→ Exercise:
Could you write out all the records once more, exactly?

Items listed in a dataset
__________

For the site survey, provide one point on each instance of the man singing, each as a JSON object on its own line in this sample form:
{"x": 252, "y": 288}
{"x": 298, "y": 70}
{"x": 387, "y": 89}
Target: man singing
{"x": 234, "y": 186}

__________

→ Response to this task:
For the site survey, provide one point on each instance of the man singing, each as a JSON object on its own line in this sample form:
{"x": 252, "y": 288}
{"x": 298, "y": 70}
{"x": 387, "y": 89}
Target: man singing
{"x": 234, "y": 186}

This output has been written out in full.